Texte fourni
==============================
Partager la publication "Voyage à travers les braises : Lire dans les souvenirs de Munir Shafiq"
Mohsen Mohammad Saleh, 21 décembre 2021. « Voyage à travers les braises » est une expression qui décrit méticuleusement les conditions vécues par l’intellectuel patriote palestinien, qui s’est engagé en faveur des fondamentaux palestiniens, affrontant patiemment les difficultés et payant un lourd tribut avec des années d’emprisonnement, de déplacement, d’injustice et de douleur, sans dévier d’un iota de sa position. Cette description s’applique presque mot pour mot au cas du penseur palestinien Munir Shafiq.
Le livre arabe intitulé Min Jamr Ila Jamr : Safahat min Zikrayat Munir Shafiq (Voyage à travers les braises (*) : pages des souvenirs de Munir Shafiq), édité par le regretté Nafez Abu Hasna et publié à Beyrouth par le Centre d’études pour l’unité arabe, est l’un de ces rares livres que l’on ne peut plus reposer dès que l’on commence à le lire, bien qu’il compte 560 pages. Il en est ainsi non seulement en raison de son style fluide et captivant, mais aussi parce qu’il est riche en expériences, en prises de position et en enseignements. Il offre une lecture critique et objective de l’action politique et de la résistance palestinienne pendant soixante-dix ans, des milieux de gauche et du Fatah, tout en transmettant l’atmosphère des tendances islamiques et nationalistes. Munir Shafiq était proche des décideurs palestiniens, mais dans le même temps, il n’a jamais occupé de postes de direction de premier plan.
La taille de cet article ne nous permet pas de faire une recension complète du livre. Cependant, cela ne nous empêche pas de parler de certaines des principales caractéristiques de Munir Shafiq, avec qui je suis fier d’être en relation depuis 1996.
Déterminé et libre
La personnalité du fils du quartier al-Qatamun à Jérusalem, Munir Shafiq ‘Asal, se dévoile au fil des chapitres du livre. D’un caractère libre, harmonieux et doté de convictions fermes, Shafiq adopte un raisonnement rationnel, une analyse systématique et autocritique. Lorsqu’il est convaincu d’une idée, il est prêt à la défendre jusqu’au bout, quel qu’en soit le prix. C’est une personne qui n’aime ni les compliments ni l’hypocrisie sociale, surtout lorsqu’il s’agit de l’action nationale ou des exigences de l’évaluation objective.
==============================
Lignes de données

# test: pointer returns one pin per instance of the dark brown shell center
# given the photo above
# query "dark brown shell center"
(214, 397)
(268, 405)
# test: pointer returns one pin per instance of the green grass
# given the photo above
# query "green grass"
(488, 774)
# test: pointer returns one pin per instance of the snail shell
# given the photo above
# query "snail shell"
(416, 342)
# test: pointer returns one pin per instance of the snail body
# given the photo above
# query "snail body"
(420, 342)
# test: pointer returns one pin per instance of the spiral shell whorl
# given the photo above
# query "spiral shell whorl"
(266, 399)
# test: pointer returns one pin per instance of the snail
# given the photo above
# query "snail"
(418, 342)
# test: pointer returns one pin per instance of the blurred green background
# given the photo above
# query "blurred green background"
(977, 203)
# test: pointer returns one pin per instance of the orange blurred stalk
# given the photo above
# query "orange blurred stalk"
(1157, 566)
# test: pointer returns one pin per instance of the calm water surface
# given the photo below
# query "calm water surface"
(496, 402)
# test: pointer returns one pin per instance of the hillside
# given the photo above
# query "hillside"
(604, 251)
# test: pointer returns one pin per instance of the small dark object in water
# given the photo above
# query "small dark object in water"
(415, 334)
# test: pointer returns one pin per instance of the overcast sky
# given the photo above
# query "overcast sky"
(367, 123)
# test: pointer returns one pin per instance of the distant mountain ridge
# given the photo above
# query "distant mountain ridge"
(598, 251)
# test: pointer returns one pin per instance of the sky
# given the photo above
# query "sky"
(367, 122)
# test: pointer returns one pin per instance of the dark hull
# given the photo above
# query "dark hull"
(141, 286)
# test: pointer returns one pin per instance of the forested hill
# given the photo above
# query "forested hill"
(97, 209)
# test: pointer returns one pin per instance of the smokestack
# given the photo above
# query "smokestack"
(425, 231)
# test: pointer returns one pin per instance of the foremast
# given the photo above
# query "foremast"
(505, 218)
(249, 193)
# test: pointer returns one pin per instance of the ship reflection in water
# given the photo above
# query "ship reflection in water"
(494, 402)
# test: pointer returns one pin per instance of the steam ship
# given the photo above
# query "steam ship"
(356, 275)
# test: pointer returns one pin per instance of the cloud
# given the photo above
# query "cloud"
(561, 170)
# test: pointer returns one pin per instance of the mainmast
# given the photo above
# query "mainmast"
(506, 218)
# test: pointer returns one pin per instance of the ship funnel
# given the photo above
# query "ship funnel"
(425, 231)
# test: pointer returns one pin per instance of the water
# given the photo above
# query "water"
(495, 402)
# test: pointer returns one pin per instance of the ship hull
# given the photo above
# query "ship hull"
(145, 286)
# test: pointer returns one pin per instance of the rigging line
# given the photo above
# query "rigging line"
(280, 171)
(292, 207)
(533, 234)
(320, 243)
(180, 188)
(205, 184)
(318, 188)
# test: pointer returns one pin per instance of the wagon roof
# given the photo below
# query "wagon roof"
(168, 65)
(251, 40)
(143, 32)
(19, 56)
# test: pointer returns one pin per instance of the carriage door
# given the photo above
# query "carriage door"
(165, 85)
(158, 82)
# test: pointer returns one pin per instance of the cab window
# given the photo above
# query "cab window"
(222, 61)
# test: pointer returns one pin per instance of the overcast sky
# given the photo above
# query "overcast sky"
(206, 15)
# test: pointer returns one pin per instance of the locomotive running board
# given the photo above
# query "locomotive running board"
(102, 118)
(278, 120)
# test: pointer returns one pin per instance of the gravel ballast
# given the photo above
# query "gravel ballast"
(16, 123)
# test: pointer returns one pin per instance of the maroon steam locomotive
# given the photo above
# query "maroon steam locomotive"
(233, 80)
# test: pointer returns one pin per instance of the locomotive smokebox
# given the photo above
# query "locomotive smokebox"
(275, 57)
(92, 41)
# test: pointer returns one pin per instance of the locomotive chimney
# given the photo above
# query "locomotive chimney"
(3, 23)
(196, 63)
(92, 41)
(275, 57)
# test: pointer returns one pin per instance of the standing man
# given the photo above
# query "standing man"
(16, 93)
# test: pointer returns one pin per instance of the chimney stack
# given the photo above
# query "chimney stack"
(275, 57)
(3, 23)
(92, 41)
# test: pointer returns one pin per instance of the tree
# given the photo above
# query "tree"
==============================
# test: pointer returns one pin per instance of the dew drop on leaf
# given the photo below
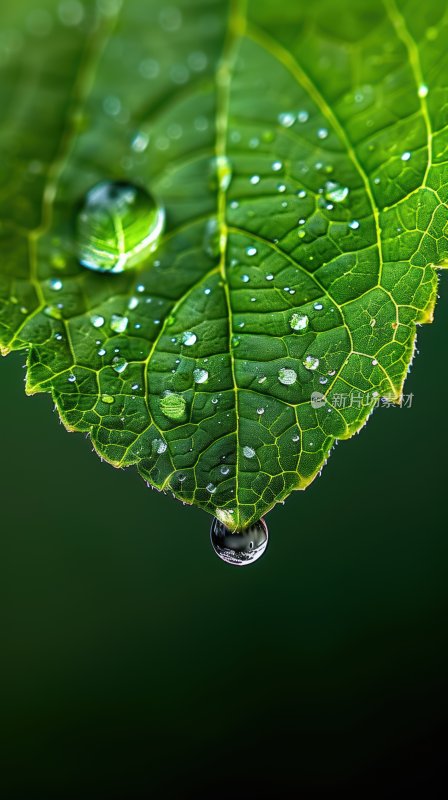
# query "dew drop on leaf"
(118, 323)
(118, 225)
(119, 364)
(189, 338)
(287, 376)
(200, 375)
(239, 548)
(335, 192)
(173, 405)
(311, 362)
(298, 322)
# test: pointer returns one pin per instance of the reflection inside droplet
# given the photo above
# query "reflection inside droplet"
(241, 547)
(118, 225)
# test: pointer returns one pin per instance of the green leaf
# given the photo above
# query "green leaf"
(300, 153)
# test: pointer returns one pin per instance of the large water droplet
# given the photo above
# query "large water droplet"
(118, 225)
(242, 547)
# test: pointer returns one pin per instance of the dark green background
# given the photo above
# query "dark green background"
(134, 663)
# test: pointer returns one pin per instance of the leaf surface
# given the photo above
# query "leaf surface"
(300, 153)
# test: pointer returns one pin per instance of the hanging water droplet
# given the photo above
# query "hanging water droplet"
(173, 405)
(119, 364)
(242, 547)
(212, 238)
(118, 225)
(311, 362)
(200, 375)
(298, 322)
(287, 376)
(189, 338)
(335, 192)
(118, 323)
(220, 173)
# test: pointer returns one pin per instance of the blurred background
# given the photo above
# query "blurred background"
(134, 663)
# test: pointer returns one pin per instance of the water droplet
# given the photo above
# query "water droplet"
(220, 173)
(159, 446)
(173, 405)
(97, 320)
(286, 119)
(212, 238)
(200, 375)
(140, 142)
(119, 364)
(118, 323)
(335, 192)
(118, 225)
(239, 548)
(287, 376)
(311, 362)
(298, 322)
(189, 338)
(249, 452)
==============================
À faire
1/ D'après le texte fourni, combien de pages compte le livre consacré aux souvenirs de Munir Shafiq ?
2/ Recopiez tout le passage du texte fourni, de « La taille de » jusqu'à « relation depuis 1996. » inclus.

Liste des solutions
1/ 560 pages.

2/
La taille de cet article ne nous permet pas de faire une recension complète du livre. Cependant, cela ne nous empêche pas de parler de certaines des principales caractéristiques de Munir Shafiq, avec qui je suis fier d’être en relation depuis 1996.